OPDRACHTEN:
[1] Herschrijf in de bron over Sybold van Ravesteijn de alinea die begint met „Anno 1940 kon je als architect” beknopter. Behoud de belangrijkste feiten.
[2] Zet de bron over Sybold van Ravesteijn voort na de laatste zin.

Anno 1940 kon je als architect worden verguisd onder vakgenoten omdat je het durfde gebogen lijnen, krullen en andere versierselen op te nemen in je gebouwontwerp. Het overkwam Sybold van Ravesteijn (1889-1983): hij werd versleten voor decorateur en zijn werk werd afgedaan als neo-barok omdat hij het durfde om zonder reden gekromde wanden, gebogen traptreden en golvende balustrades te maken in plaats van rechte. Het is een groot contrast met de huidige tijd, waar architecten als Gehry, Hadid en MAD hip zijn juist omdat ze zich weten te bedienen van een grote vormvrijheid. Je hebt inmiddels wat uit te leggen als je niet wat jus over je gebouwontwerp uitschenkt, of als je gebouw niet letterlijk op uitgegoten jus lijkt. Zo bezien is Van Ravesteijns oeuvre, met als prominent onderdeel Diergaarde Blijdorp (1940) een voorbeeld van velen.

AANGELEVERD MATERIAAL:
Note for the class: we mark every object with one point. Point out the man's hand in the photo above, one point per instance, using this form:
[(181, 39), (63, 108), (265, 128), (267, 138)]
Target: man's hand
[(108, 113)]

ANTWOORDEN PER OPDRACHT:
[1] Rond 1940 werd een architect door vakgenoten verguisd als hij gebogen lijnen, krullen en andere versieringen in zijn ontwerp opnam. Dat overkwam Sybold van Ravesteijn (1889-1983). Omdat hij zonder reden gekromde wanden, gebogen traptreden en golvende balustrades maakte, werd hij voor decorateur versleten en werd zijn werk afgedaan als neo-barok. Tegenwoordig zijn architecten als Gehry, Hadid en MAD juist hip door hun grote vormvrijheid. Nu moet je je eerder verantwoorden als je ontwerp die vrijheid mist. Zo bezien is Van Ravesteijns oeuvre een voorbeeld van velen, met Diergaarde Blijdorp (1940) als prominent onderdeel.

[2]
Spoorwegarchitect
Dat van Ravesteijns werk vaak onderwerp was van kritiek, kwam deels omdat hij tijdens zijn ruim 40-jarig dienstverband bij de Nederlandse Spoorwegen de kans had gekregen om een groot aantal stations en andere spoorgebouwen te realiseren. Voorbeelden zijn de stations van Nijmegen, Rotterdam-Noord en de inmiddels alweer afgebroken stations Rotterdam Centraal en Utrecht Centraal. Zijn werk stond daardoor voortdurend in de belangstelling en vanwege de steeds expressievere vormgeving was het een welkom onderwerp voor discussie.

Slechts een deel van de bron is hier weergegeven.